Text passage

──────────

Generative AI is the headline-grabbing form of AI that uses un- and semi-supervised algorithms to create new content from existing materials, such as text, audio, video, images, and code. Use cases for this branch of AI are exploding, and it’s being used by organizations to better serve customers, take more advantage of existing enterprise data, and improve operational efficiencies, among many other uses.
But just like other emerging technologies, it doesn’t come without significant risks and challenges. According to a recent Salesforce survey of senior IT leaders, 79% of respondents believe the technology has the potential to be a security risk, 73% are concerned it could be biased, and 59% believe its outputs are inaccurate. In addition, legal concerns need to be considered, especially if externally used generative AI-created content is factual and accurate, content copyrighted, or comes from a competitor.

──────────

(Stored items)
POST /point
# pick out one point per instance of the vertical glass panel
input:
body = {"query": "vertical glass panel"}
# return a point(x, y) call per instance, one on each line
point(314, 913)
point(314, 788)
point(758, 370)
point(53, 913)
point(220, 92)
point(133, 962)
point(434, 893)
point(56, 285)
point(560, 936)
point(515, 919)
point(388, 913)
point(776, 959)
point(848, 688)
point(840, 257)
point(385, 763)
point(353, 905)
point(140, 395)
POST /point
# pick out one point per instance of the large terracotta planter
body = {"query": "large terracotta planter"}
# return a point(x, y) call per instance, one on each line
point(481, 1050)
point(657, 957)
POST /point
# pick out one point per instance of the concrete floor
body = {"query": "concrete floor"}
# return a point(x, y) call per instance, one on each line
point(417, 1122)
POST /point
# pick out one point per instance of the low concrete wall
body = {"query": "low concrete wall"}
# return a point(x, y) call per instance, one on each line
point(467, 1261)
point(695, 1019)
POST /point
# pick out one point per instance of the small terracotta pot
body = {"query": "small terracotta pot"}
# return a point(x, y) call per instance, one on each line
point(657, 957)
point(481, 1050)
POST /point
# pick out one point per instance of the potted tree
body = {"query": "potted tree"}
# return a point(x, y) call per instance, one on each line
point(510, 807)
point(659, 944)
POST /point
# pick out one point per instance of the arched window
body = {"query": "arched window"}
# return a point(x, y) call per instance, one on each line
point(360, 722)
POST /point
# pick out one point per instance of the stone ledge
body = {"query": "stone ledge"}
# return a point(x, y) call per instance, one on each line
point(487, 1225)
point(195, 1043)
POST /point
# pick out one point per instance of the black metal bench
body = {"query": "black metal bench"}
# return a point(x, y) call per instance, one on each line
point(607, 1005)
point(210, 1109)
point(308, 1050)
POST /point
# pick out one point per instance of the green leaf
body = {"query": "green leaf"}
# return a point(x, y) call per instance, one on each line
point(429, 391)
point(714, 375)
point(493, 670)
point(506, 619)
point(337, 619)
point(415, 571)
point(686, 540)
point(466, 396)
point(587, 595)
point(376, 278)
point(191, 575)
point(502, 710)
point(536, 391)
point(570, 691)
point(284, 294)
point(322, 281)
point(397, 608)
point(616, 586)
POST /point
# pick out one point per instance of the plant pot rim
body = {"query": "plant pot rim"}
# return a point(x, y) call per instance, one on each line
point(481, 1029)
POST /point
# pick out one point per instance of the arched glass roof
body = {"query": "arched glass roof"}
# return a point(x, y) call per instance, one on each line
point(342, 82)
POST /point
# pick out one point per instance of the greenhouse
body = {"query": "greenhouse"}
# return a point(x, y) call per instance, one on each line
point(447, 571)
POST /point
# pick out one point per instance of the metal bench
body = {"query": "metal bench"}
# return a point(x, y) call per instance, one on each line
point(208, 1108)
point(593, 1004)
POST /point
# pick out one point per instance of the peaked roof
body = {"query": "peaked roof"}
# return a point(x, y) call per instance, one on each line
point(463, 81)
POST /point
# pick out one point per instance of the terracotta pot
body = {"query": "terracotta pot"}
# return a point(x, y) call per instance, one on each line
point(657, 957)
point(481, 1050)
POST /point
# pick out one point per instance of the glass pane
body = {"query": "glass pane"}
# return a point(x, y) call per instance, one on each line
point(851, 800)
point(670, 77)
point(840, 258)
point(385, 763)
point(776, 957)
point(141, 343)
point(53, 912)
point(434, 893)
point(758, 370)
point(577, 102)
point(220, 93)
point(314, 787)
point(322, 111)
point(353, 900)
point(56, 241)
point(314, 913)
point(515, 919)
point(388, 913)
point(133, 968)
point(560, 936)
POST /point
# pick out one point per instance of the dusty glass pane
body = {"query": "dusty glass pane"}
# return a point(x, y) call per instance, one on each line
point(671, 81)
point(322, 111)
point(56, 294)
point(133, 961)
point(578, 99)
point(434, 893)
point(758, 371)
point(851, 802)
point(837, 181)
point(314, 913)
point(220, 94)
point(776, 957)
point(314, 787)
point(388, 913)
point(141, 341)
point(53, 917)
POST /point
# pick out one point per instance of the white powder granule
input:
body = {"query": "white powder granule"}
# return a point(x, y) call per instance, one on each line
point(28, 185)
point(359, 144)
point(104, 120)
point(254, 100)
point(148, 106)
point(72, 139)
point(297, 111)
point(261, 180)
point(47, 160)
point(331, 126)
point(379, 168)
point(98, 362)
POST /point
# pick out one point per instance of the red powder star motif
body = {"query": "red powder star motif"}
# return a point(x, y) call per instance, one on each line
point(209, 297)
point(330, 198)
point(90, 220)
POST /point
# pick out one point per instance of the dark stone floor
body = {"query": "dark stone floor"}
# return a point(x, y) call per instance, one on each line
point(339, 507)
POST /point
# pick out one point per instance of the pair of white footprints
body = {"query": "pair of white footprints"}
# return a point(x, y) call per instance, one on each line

──────────

Exercises
1) Answer the following from the passage on generative AI:
(a) What kinds of content does generative AI create from existing materials?
(b) Which company conducted the survey of senior IT leaders?
(c) What percentage of respondents are concerned that the technology could be biased?
2) Carry on the passage on generative AI from the point at which it stops.
The data shown above come from a separate source.

Exercise results
1)
(a) Text, audio, video, images, and code.
(b) Salesforce.
(c) 73%.

2)
As an example, and a reality check, ChatGPT itself tells us that, “my responses are generated based on patterns and associations learned from a large dataset of text, and I do not have the ability to verify the accuracy or credibility of every source referenced in the dataset.”
The legal risks alone are extensive, and according to non-profit Tech Policy Press they include risks revolving around contracts, cybersecurity, data privacy, deceptive trade practice, discrimination, disinformation, ethics, IP, and validation.
In fact, it’s likely your organization has a large number of employees currently experimenting with generative AI, and as this activity moves from experimentation to real-life deployment, it’s important to be proactive before unintended consequences happen.